### Short problem
Copy each of the items below word for word, with no changes.

### Record excerpts
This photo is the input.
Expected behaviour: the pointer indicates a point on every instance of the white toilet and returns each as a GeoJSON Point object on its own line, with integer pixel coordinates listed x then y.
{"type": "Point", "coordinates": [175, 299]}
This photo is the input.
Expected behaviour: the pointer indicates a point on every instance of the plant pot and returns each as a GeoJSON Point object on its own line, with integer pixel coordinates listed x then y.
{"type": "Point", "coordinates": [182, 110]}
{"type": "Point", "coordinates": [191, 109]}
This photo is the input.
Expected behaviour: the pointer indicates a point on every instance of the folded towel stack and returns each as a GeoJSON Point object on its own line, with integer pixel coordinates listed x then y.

### Complete answer
This photo is the input.
Expected behaviour: the pointer indicates a point on every instance of the white toilet and returns each as a GeoJSON Point object on its own line, with integer pixel coordinates listed x then y.
{"type": "Point", "coordinates": [175, 299]}
This photo is the input.
Expected behaviour: the pointer indicates a point on every instance of the plant pot and returns each as a GeoJSON Point object on its own line, with integer pixel coordinates listed x then y.
{"type": "Point", "coordinates": [182, 110]}
{"type": "Point", "coordinates": [191, 109]}
This photo is the input.
Expected behaviour: the pointer indicates a point on every instance of the folded towel stack and returns each as a GeoJSON Point object on its own line, with integer pixel coordinates listed x then y.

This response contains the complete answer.